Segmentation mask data
##############################
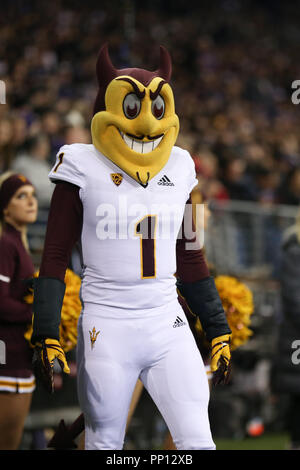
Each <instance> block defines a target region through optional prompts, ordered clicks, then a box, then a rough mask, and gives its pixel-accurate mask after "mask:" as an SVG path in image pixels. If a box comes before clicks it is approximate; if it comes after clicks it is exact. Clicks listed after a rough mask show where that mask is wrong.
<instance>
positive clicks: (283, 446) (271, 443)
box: [215, 434, 289, 450]
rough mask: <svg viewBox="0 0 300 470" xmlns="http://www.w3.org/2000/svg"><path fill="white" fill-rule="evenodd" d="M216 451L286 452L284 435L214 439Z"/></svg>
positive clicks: (285, 440) (285, 447)
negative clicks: (216, 450) (227, 438)
mask: <svg viewBox="0 0 300 470" xmlns="http://www.w3.org/2000/svg"><path fill="white" fill-rule="evenodd" d="M215 443H216V447H217V450H287V449H288V446H289V439H288V436H287V435H286V434H263V435H262V436H260V437H247V438H245V439H235V440H233V439H215Z"/></svg>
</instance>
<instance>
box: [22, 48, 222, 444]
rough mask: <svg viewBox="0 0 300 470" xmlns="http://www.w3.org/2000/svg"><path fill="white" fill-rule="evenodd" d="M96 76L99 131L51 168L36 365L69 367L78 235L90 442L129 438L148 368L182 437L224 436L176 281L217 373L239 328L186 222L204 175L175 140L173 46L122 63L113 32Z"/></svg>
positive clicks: (37, 325)
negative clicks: (68, 350) (197, 168)
mask: <svg viewBox="0 0 300 470" xmlns="http://www.w3.org/2000/svg"><path fill="white" fill-rule="evenodd" d="M97 77H98V81H99V91H98V95H97V98H96V101H95V105H94V115H93V119H92V123H91V133H92V144H72V145H65V146H63V147H62V148H61V149H60V151H59V152H58V154H57V161H56V162H55V165H54V167H53V169H52V171H51V172H50V174H49V177H50V180H51V181H52V182H54V183H56V187H55V190H54V194H53V198H52V202H51V207H50V212H49V218H48V226H47V233H46V239H45V247H44V253H43V257H42V263H41V267H40V273H39V277H38V278H37V279H35V286H34V324H33V335H32V339H31V341H32V343H33V344H34V345H35V354H34V364H35V369H36V371H37V374H38V376H39V377H40V378H41V379H42V381H43V383H44V384H45V386H46V387H47V388H48V390H49V391H50V392H51V391H53V362H54V360H55V359H58V361H59V362H60V364H61V366H62V368H63V370H64V371H65V372H66V373H68V372H69V368H68V364H67V362H66V358H65V354H64V351H63V349H62V347H61V345H60V342H59V341H60V338H59V325H60V312H61V307H62V303H63V298H64V292H65V283H64V277H65V272H66V269H67V266H68V262H69V259H70V255H71V252H72V249H73V247H74V245H75V244H76V243H77V242H78V241H79V242H80V244H81V250H82V266H83V277H82V285H81V302H82V312H81V315H80V318H79V321H78V344H77V368H78V398H79V403H80V407H81V409H82V412H83V415H84V422H85V448H86V449H122V448H123V441H124V434H125V427H126V420H127V415H128V409H129V405H130V401H131V397H132V392H133V390H134V387H135V385H136V382H137V380H138V379H140V380H141V381H142V382H143V384H144V386H145V388H146V389H147V391H148V392H149V394H150V396H151V397H152V399H153V400H154V402H155V404H156V406H157V407H158V409H159V411H160V413H161V415H162V416H163V418H164V420H165V422H166V424H167V426H168V428H169V430H170V432H171V434H172V437H173V440H174V443H175V445H176V448H177V449H179V450H183V449H215V445H214V442H213V440H212V436H211V431H210V425H209V419H208V401H209V386H208V381H207V377H206V373H205V369H204V365H203V361H202V358H201V356H200V353H199V350H198V348H197V345H196V343H195V340H194V337H193V335H192V333H191V330H190V328H189V325H188V321H187V318H186V316H185V313H184V311H183V309H182V307H181V305H180V304H179V302H178V293H179V294H180V295H181V296H182V298H184V299H185V301H186V303H187V305H188V307H189V309H190V310H191V311H192V312H193V314H195V315H197V316H199V318H200V321H201V325H202V327H203V330H204V331H205V334H206V339H207V340H208V341H210V342H211V348H212V349H211V356H212V370H213V371H215V374H216V375H215V377H216V378H217V381H218V382H226V380H227V378H228V371H229V362H230V337H231V330H230V328H229V326H228V323H227V320H226V316H225V312H224V310H223V307H222V304H221V301H220V297H219V295H218V292H217V289H216V287H215V283H214V280H213V277H212V276H210V273H209V271H208V268H207V265H206V262H205V260H204V256H203V253H202V250H201V248H200V246H198V245H197V241H196V239H195V240H192V238H191V237H187V236H186V227H184V225H188V222H186V220H188V217H185V214H186V213H187V212H189V213H191V211H188V209H189V208H190V207H191V198H190V194H191V191H192V189H193V188H194V187H195V185H196V184H197V179H196V176H195V168H194V163H193V160H192V158H191V156H190V154H189V153H188V152H187V151H186V150H183V149H181V148H179V147H176V146H175V142H176V139H177V135H178V131H179V120H178V117H177V115H176V114H175V105H174V97H173V92H172V88H171V86H170V77H171V59H170V56H169V53H168V52H167V51H166V49H165V48H163V47H160V64H159V68H158V69H157V70H156V71H155V72H150V71H147V70H143V69H136V68H129V69H122V70H118V69H116V68H115V67H114V66H113V65H112V63H111V61H110V58H109V55H108V48H107V46H106V45H105V46H103V47H102V49H101V50H100V53H99V57H98V61H97ZM191 225H192V222H191Z"/></svg>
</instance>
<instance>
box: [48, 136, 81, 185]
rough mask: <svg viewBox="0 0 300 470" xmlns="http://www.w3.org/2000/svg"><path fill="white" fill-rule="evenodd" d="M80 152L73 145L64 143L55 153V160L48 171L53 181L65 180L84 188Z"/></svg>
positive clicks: (50, 180)
mask: <svg viewBox="0 0 300 470" xmlns="http://www.w3.org/2000/svg"><path fill="white" fill-rule="evenodd" d="M80 157H81V154H80V151H78V149H77V147H76V146H75V145H64V146H63V147H61V148H60V150H59V152H58V153H57V155H56V161H55V164H54V166H53V168H52V170H51V171H50V173H49V179H50V181H52V182H53V183H57V181H66V182H67V183H72V184H75V185H76V186H79V188H84V185H85V178H84V171H83V169H82V164H81V158H80Z"/></svg>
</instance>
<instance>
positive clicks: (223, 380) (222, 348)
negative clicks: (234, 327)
mask: <svg viewBox="0 0 300 470" xmlns="http://www.w3.org/2000/svg"><path fill="white" fill-rule="evenodd" d="M230 339H231V335H223V336H218V337H217V338H213V340H212V342H211V371H212V373H213V378H212V383H213V385H219V384H227V383H228V380H229V375H230V358H231V353H230V346H229V345H230Z"/></svg>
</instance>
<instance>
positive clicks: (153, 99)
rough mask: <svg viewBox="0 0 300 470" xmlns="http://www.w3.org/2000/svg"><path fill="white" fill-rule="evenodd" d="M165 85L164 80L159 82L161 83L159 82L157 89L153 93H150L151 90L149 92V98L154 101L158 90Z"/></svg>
mask: <svg viewBox="0 0 300 470" xmlns="http://www.w3.org/2000/svg"><path fill="white" fill-rule="evenodd" d="M165 83H167V82H166V80H161V81H160V82H159V84H158V87H157V88H156V90H155V91H151V90H150V98H151V99H152V100H155V98H156V97H157V96H158V95H159V93H160V90H161V89H162V87H163V85H164V84H165Z"/></svg>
##############################
- **Aim of the exercise**: In your answer, print the entries above exactly, with the pictures left out.

- **Task solution**:
Each <instance> block defines a target region through optional prompts, ordered clicks, then a box, then a rough mask, and gives its pixel-accurate mask after "mask:" as an SVG path in image pixels. If a box comes before clicks it is approximate; if it comes after clicks it is exact. Clicks listed after a rough mask show where that mask is wrong.
<instance>
positive clicks: (283, 446) (271, 443)
box: [215, 434, 289, 450]
rough mask: <svg viewBox="0 0 300 470" xmlns="http://www.w3.org/2000/svg"><path fill="white" fill-rule="evenodd" d="M216 451L286 452L284 435L214 439Z"/></svg>
positive clicks: (285, 440) (285, 447)
negative clicks: (216, 450) (227, 438)
mask: <svg viewBox="0 0 300 470" xmlns="http://www.w3.org/2000/svg"><path fill="white" fill-rule="evenodd" d="M215 443H216V447H217V450H287V449H288V446H289V439H288V436H287V435H286V434H263V435H262V436H260V437H247V438H245V439H235V440H233V439H215Z"/></svg>
</instance>
<instance>
box: [22, 48, 222, 444]
rough mask: <svg viewBox="0 0 300 470" xmlns="http://www.w3.org/2000/svg"><path fill="white" fill-rule="evenodd" d="M96 76L99 131L51 168L36 365L69 367L78 235L90 442L129 438L148 368L182 437L224 436L176 281L217 373L239 328L186 222L204 175L175 140L173 46L122 63L113 32Z"/></svg>
positive clicks: (37, 325)
negative clicks: (68, 350) (197, 168)
mask: <svg viewBox="0 0 300 470" xmlns="http://www.w3.org/2000/svg"><path fill="white" fill-rule="evenodd" d="M97 77H98V81H99V91H98V95H97V98H96V101H95V105H94V115H93V119H92V123H91V133H92V144H72V145H65V146H63V147H62V148H61V149H60V151H59V152H58V154H57V161H56V162H55V165H54V167H53V169H52V171H51V172H50V174H49V177H50V180H51V181H52V182H54V183H56V187H55V190H54V194H53V198H52V202H51V207H50V212H49V218H48V226H47V233H46V239H45V247H44V253H43V257H42V263H41V267H40V273H39V277H38V278H37V279H35V286H34V324H33V335H32V339H31V341H32V343H33V344H34V345H35V354H34V364H35V369H36V371H37V374H38V376H39V377H40V378H41V379H42V381H43V383H44V384H45V386H46V387H47V388H48V390H49V391H50V392H51V391H53V362H54V360H55V359H58V361H59V362H60V364H61V366H62V368H63V370H64V371H65V372H66V373H68V372H69V368H68V364H67V362H66V358H65V354H64V351H63V349H62V347H61V345H60V342H59V341H60V338H59V325H60V312H61V307H62V303H63V298H64V292H65V283H64V277H65V272H66V269H67V266H68V262H69V259H70V255H71V252H72V249H73V247H74V245H75V244H76V243H77V242H78V241H79V242H80V244H81V250H82V266H83V277H82V285H81V302H82V312H81V315H80V318H79V321H78V344H77V368H78V398H79V403H80V407H81V409H82V412H83V415H84V422H85V448H86V449H122V448H123V441H124V434H125V427H126V420H127V415H128V409H129V405H130V401H131V397H132V392H133V390H134V387H135V385H136V382H137V380H138V379H140V380H141V381H142V382H143V384H144V386H145V388H146V389H147V391H148V392H149V394H150V396H151V397H152V399H153V400H154V402H155V404H156V406H157V407H158V409H159V411H160V413H161V415H162V416H163V418H164V420H165V422H166V424H167V426H168V428H169V430H170V432H171V434H172V437H173V440H174V443H175V445H176V448H177V449H179V450H183V449H215V445H214V442H213V440H212V436H211V431H210V425H209V419H208V401H209V386H208V381H207V377H206V373H205V369H204V365H203V361H202V358H201V356H200V353H199V350H198V348H197V345H196V343H195V340H194V337H193V335H192V333H191V330H190V328H189V325H188V321H187V318H186V316H185V313H184V311H183V309H182V307H181V305H180V304H179V302H178V293H179V294H180V295H181V296H182V298H184V299H185V301H186V303H187V305H188V307H189V309H190V310H191V311H192V312H193V314H195V315H197V316H199V318H200V321H201V325H202V327H203V330H204V331H205V334H206V339H207V340H208V341H210V342H211V348H212V349H211V356H212V370H213V371H215V374H216V375H215V377H216V378H217V381H218V382H226V380H227V378H228V371H229V362H230V337H231V330H230V328H229V326H228V323H227V320H226V316H225V312H224V310H223V307H222V304H221V301H220V297H219V295H218V292H217V289H216V287H215V283H214V280H213V277H212V276H210V273H209V271H208V268H207V265H206V262H205V260H204V256H203V253H202V250H201V248H200V246H198V245H197V241H196V239H195V240H192V238H191V237H187V236H186V227H184V225H188V222H186V220H188V217H185V214H186V213H187V212H189V213H191V211H188V209H189V208H190V207H191V198H190V194H191V191H192V189H193V188H194V187H195V185H196V184H197V179H196V176H195V168H194V163H193V160H192V158H191V156H190V154H189V153H188V152H187V151H186V150H183V149H181V148H179V147H176V146H175V142H176V139H177V135H178V131H179V120H178V117H177V115H176V114H175V105H174V97H173V92H172V88H171V86H170V77H171V59H170V56H169V53H168V52H167V51H166V49H165V48H163V47H160V64H159V68H158V69H157V70H156V71H155V72H150V71H147V70H143V69H136V68H129V69H122V70H118V69H116V68H115V67H114V66H113V65H112V63H111V61H110V58H109V55H108V48H107V46H106V45H105V46H103V47H102V49H101V50H100V53H99V57H98V61H97ZM191 225H192V222H191Z"/></svg>
</instance>
<instance>
box: [48, 136, 81, 185]
rough mask: <svg viewBox="0 0 300 470" xmlns="http://www.w3.org/2000/svg"><path fill="white" fill-rule="evenodd" d="M80 152L73 145L64 143L55 153V160L48 171L53 181L65 180L84 188Z"/></svg>
positive clicks: (50, 180)
mask: <svg viewBox="0 0 300 470" xmlns="http://www.w3.org/2000/svg"><path fill="white" fill-rule="evenodd" d="M80 157H81V154H80V151H78V149H77V147H76V146H75V145H64V146H63V147H61V148H60V150H59V152H58V153H57V155H56V161H55V164H54V166H53V168H52V170H51V171H50V173H49V179H50V181H52V182H53V183H57V181H66V182H67V183H72V184H75V185H76V186H79V188H84V185H85V178H84V171H83V169H82V164H81V158H80Z"/></svg>
</instance>
<instance>
positive clicks: (223, 380) (222, 348)
negative clicks: (234, 327)
mask: <svg viewBox="0 0 300 470" xmlns="http://www.w3.org/2000/svg"><path fill="white" fill-rule="evenodd" d="M230 339H231V335H223V336H218V337H217V338H213V340H212V342H211V371H212V373H213V378H212V383H213V385H219V384H227V383H228V380H229V375H230V358H231V353H230V346H229V345H230Z"/></svg>
</instance>
<instance>
positive clicks: (153, 99)
rough mask: <svg viewBox="0 0 300 470" xmlns="http://www.w3.org/2000/svg"><path fill="white" fill-rule="evenodd" d="M165 85L164 80L159 82L161 83L159 82L157 89L153 93H150L151 90L149 92V98L154 101L158 90Z"/></svg>
mask: <svg viewBox="0 0 300 470" xmlns="http://www.w3.org/2000/svg"><path fill="white" fill-rule="evenodd" d="M165 83H167V82H166V80H161V81H160V82H159V84H158V87H157V88H156V90H155V91H151V90H150V98H151V99H152V100H155V98H156V97H157V96H158V95H159V93H160V90H161V89H162V87H163V85H164V84H165Z"/></svg>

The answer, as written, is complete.